--- Task goal ---
Edit the data below by changing every "keyed" to "with keys" and keeping everything else the same.

┄┄┄┄┄┄

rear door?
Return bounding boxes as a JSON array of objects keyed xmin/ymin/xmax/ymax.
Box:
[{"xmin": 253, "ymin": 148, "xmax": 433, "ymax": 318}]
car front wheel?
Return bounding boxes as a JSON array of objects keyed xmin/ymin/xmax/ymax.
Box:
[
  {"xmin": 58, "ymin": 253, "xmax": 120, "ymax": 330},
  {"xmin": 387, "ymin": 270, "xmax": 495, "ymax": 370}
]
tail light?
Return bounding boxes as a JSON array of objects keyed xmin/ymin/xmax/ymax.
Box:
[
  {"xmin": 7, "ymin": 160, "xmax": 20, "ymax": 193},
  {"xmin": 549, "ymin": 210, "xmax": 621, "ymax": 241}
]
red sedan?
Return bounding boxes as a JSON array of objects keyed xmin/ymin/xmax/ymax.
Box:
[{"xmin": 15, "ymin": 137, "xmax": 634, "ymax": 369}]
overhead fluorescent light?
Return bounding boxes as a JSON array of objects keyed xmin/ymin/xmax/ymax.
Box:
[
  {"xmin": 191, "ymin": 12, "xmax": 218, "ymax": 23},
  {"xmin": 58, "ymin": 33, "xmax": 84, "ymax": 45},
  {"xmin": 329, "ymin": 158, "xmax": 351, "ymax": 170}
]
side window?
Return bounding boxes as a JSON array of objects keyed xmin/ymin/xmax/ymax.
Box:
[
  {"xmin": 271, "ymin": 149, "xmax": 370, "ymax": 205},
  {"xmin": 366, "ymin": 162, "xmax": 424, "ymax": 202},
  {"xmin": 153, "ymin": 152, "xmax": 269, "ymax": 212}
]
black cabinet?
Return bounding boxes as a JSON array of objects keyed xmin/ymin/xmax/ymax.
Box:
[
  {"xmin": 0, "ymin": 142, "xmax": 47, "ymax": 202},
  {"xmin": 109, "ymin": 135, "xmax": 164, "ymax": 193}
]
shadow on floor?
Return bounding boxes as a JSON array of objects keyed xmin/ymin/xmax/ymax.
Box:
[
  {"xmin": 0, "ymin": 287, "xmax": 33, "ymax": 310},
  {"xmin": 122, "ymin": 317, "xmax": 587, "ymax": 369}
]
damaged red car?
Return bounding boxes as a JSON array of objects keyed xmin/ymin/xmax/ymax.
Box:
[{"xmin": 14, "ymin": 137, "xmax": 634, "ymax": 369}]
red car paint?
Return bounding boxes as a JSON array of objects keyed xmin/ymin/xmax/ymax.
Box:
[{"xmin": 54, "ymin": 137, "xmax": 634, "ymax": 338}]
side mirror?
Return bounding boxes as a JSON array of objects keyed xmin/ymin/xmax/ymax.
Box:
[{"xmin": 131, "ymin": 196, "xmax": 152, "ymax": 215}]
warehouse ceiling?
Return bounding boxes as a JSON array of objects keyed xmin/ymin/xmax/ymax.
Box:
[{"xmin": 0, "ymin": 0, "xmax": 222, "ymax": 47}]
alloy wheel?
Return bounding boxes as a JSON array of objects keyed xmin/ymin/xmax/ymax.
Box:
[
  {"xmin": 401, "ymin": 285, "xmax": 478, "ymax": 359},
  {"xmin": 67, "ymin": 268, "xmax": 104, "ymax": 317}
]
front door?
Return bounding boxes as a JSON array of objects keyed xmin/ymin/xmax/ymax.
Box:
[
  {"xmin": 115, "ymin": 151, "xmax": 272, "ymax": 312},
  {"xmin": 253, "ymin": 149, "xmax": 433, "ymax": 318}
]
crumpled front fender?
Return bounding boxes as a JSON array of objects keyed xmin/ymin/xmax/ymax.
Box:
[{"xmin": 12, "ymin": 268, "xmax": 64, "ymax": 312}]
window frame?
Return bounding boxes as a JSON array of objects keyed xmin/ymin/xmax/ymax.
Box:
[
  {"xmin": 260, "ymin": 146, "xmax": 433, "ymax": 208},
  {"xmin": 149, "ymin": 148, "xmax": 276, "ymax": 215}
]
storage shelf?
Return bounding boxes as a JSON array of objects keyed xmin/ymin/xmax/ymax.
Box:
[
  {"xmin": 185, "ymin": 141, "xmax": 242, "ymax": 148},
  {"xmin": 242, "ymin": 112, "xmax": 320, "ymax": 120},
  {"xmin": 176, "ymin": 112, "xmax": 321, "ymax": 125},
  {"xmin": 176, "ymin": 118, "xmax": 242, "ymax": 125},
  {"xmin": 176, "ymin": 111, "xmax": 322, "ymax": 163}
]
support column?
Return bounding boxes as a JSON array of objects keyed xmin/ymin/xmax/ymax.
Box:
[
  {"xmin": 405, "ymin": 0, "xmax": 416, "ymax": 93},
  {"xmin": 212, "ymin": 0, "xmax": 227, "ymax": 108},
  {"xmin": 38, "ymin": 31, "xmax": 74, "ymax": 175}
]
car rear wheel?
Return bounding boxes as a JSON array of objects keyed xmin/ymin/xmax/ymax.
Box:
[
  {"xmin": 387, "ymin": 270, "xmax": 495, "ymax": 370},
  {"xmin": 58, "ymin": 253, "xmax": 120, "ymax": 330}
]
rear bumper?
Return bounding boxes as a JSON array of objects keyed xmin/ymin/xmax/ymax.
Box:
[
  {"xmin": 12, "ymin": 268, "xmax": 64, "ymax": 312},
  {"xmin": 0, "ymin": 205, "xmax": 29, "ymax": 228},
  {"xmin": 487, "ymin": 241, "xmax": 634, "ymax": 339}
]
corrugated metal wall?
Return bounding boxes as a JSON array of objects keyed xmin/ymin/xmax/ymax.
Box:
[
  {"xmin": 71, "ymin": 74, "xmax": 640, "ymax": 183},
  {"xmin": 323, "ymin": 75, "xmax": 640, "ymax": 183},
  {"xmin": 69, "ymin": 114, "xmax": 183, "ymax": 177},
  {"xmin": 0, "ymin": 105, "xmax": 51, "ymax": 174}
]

┄┄┄┄┄┄

--- Solved problem ---
rear door?
Return bounding boxes as a JSON array of objects with keys xmin/ymin/xmax/ymax.
Box:
[{"xmin": 253, "ymin": 148, "xmax": 433, "ymax": 318}]
car front wheel?
Return bounding boxes as a JSON array of objects with keys xmin/ymin/xmax/ymax.
Box:
[
  {"xmin": 58, "ymin": 253, "xmax": 120, "ymax": 330},
  {"xmin": 387, "ymin": 270, "xmax": 495, "ymax": 370}
]
tail light?
Return bounding boxes as a JSON array of objects with keys xmin/ymin/xmax/ymax.
Box:
[
  {"xmin": 7, "ymin": 160, "xmax": 20, "ymax": 193},
  {"xmin": 549, "ymin": 210, "xmax": 621, "ymax": 241}
]
red sedan?
Return bounding boxes as a JSON array of objects with keys xmin/ymin/xmax/ymax.
Box:
[{"xmin": 15, "ymin": 137, "xmax": 634, "ymax": 369}]
overhead fluorescent light?
Return bounding boxes as a JSON array of objects with keys xmin/ymin/xmax/ymax.
Box:
[
  {"xmin": 191, "ymin": 12, "xmax": 218, "ymax": 23},
  {"xmin": 58, "ymin": 33, "xmax": 84, "ymax": 45},
  {"xmin": 329, "ymin": 158, "xmax": 351, "ymax": 170}
]
side window?
Return bounding boxes as a JSON array of objects with keys xmin/ymin/xmax/ymax.
Box:
[
  {"xmin": 271, "ymin": 149, "xmax": 370, "ymax": 205},
  {"xmin": 366, "ymin": 162, "xmax": 424, "ymax": 202},
  {"xmin": 153, "ymin": 152, "xmax": 269, "ymax": 212}
]
black cabinet?
Return bounding boxes as a JSON array of objects with keys xmin/ymin/xmax/ymax.
Box:
[
  {"xmin": 0, "ymin": 142, "xmax": 47, "ymax": 202},
  {"xmin": 109, "ymin": 135, "xmax": 164, "ymax": 193}
]
shadow on floor?
Return bounding boxes as a JSON array of objects with keys xmin/ymin/xmax/ymax.
Box:
[
  {"xmin": 0, "ymin": 287, "xmax": 33, "ymax": 310},
  {"xmin": 122, "ymin": 317, "xmax": 587, "ymax": 369}
]
damaged red car?
Return bounding boxes as a JSON array of objects with keys xmin/ymin/xmax/ymax.
Box:
[{"xmin": 14, "ymin": 137, "xmax": 634, "ymax": 369}]
red car paint?
Return bounding boxes as a JSON array of objects with keys xmin/ymin/xmax/ymax.
Box:
[{"xmin": 54, "ymin": 137, "xmax": 634, "ymax": 338}]
side mirror?
Return bounding boxes as a JSON array of objects with keys xmin/ymin/xmax/ymax.
Box:
[{"xmin": 131, "ymin": 196, "xmax": 152, "ymax": 215}]
warehouse ceiling?
Return bounding boxes as a JSON array of objects with keys xmin/ymin/xmax/ymax.
Box:
[{"xmin": 0, "ymin": 0, "xmax": 222, "ymax": 47}]
alloy wheel?
Return bounding boxes as a JSON array of objects with keys xmin/ymin/xmax/ymax.
Box:
[
  {"xmin": 401, "ymin": 285, "xmax": 478, "ymax": 359},
  {"xmin": 67, "ymin": 268, "xmax": 104, "ymax": 317}
]
front door?
Return bounding boxes as a JSON array of objects with keys xmin/ymin/xmax/ymax.
Box:
[
  {"xmin": 115, "ymin": 151, "xmax": 272, "ymax": 312},
  {"xmin": 253, "ymin": 149, "xmax": 433, "ymax": 318}
]
crumpled front fender?
Return bounding boxes as a JSON array of objects with keys xmin/ymin/xmax/ymax.
Box:
[{"xmin": 12, "ymin": 268, "xmax": 64, "ymax": 312}]
window frame?
Return bounding boxes as a JSON array of objects with keys xmin/ymin/xmax/ymax.
Box:
[
  {"xmin": 260, "ymin": 146, "xmax": 433, "ymax": 208},
  {"xmin": 149, "ymin": 148, "xmax": 276, "ymax": 215}
]
storage shelf?
Return bounding boxes as a JSON array of objects with keys xmin/ymin/xmax/ymax.
Box:
[
  {"xmin": 185, "ymin": 141, "xmax": 242, "ymax": 148},
  {"xmin": 242, "ymin": 112, "xmax": 320, "ymax": 120},
  {"xmin": 176, "ymin": 112, "xmax": 321, "ymax": 125},
  {"xmin": 176, "ymin": 118, "xmax": 242, "ymax": 125},
  {"xmin": 176, "ymin": 111, "xmax": 322, "ymax": 163}
]
support column?
Return bounding boxes as a JSON array of objects with keys xmin/ymin/xmax/ymax.
Box:
[
  {"xmin": 405, "ymin": 0, "xmax": 416, "ymax": 93},
  {"xmin": 212, "ymin": 0, "xmax": 227, "ymax": 108},
  {"xmin": 38, "ymin": 31, "xmax": 74, "ymax": 175}
]
car rear wheel?
Return bounding boxes as a JSON array of objects with keys xmin/ymin/xmax/ymax.
Box:
[
  {"xmin": 387, "ymin": 270, "xmax": 495, "ymax": 370},
  {"xmin": 58, "ymin": 253, "xmax": 120, "ymax": 330}
]
rear bumper?
Return bounding boxes as a JSON array of objects with keys xmin/ymin/xmax/ymax.
Box:
[
  {"xmin": 12, "ymin": 268, "xmax": 64, "ymax": 312},
  {"xmin": 0, "ymin": 205, "xmax": 29, "ymax": 228},
  {"xmin": 487, "ymin": 241, "xmax": 634, "ymax": 339}
]
corrugated metal wall?
Return bounding boxes as a JSON array of objects with keys xmin/ymin/xmax/ymax.
Box:
[
  {"xmin": 71, "ymin": 74, "xmax": 640, "ymax": 183},
  {"xmin": 323, "ymin": 75, "xmax": 640, "ymax": 183},
  {"xmin": 69, "ymin": 114, "xmax": 183, "ymax": 177},
  {"xmin": 0, "ymin": 105, "xmax": 51, "ymax": 174}
]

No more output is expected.